◆ **Provided data**:
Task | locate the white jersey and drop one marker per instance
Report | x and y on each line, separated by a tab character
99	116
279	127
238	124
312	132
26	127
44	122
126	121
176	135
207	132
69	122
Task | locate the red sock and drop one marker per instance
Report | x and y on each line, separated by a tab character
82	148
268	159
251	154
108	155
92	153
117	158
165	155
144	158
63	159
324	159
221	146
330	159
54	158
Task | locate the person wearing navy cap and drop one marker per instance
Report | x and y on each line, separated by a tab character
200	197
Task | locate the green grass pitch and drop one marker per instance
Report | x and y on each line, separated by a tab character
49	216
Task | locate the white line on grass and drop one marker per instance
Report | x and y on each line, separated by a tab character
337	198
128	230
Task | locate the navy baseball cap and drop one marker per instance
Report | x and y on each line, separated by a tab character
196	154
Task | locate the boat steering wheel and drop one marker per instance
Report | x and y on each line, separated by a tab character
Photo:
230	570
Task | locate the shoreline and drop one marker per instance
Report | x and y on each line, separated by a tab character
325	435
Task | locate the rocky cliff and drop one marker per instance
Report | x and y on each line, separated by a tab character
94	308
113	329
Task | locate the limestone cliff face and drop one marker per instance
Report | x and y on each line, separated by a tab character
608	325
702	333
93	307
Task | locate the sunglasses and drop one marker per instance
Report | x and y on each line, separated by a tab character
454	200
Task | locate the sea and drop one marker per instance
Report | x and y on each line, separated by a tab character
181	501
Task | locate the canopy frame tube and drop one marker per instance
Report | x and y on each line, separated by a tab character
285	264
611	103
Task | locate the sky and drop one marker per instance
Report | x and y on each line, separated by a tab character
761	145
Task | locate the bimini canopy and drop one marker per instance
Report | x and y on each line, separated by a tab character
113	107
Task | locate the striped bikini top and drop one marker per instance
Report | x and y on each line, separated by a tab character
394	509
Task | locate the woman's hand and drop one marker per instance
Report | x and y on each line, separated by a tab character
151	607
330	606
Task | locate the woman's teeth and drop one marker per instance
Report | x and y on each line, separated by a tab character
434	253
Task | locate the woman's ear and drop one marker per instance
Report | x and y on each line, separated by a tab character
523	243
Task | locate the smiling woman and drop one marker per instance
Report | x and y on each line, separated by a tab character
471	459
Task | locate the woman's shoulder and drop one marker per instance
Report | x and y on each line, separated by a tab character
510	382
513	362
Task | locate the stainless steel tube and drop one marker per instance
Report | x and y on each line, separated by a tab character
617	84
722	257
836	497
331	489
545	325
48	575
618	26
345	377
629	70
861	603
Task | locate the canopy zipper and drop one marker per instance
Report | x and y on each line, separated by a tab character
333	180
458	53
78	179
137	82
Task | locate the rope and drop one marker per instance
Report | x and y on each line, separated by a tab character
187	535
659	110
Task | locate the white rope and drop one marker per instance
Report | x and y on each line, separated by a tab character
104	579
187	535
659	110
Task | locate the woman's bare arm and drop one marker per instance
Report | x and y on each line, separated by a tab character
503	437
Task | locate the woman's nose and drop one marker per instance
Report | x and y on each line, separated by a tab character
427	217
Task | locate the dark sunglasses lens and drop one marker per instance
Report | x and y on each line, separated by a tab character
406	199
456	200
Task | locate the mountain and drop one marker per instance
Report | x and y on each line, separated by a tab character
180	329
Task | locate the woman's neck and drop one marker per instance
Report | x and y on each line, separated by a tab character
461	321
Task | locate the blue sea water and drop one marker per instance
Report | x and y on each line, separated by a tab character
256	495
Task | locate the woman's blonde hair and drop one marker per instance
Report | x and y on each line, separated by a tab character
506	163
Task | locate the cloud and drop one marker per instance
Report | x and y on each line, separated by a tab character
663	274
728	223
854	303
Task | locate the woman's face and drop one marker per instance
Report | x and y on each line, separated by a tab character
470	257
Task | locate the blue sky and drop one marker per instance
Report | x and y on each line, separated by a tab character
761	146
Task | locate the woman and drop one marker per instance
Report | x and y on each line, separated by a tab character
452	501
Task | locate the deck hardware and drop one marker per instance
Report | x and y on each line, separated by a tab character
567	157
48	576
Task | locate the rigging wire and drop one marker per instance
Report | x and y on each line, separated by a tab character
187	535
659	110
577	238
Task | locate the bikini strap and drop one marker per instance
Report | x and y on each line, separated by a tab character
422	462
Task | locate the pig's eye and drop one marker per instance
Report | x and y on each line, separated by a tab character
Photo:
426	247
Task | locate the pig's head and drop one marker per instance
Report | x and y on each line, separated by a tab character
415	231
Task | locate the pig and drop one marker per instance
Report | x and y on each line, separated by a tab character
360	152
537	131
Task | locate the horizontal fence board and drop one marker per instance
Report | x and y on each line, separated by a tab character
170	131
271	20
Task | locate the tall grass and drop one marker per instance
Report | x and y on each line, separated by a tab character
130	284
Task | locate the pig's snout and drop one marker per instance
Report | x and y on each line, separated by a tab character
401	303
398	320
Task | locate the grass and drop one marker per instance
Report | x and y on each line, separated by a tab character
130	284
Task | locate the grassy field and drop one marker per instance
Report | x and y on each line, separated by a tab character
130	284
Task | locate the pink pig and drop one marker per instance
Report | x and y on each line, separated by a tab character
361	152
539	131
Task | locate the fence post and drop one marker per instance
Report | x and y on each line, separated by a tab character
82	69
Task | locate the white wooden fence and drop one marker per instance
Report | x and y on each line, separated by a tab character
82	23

◆ **Action item**: Copy all lines of the records that have the string "rope" in them.

◆ **Exercise answer**:
Task | locate the rope and drop one marker per instance
Task | locate the white rope and drop one marker per instance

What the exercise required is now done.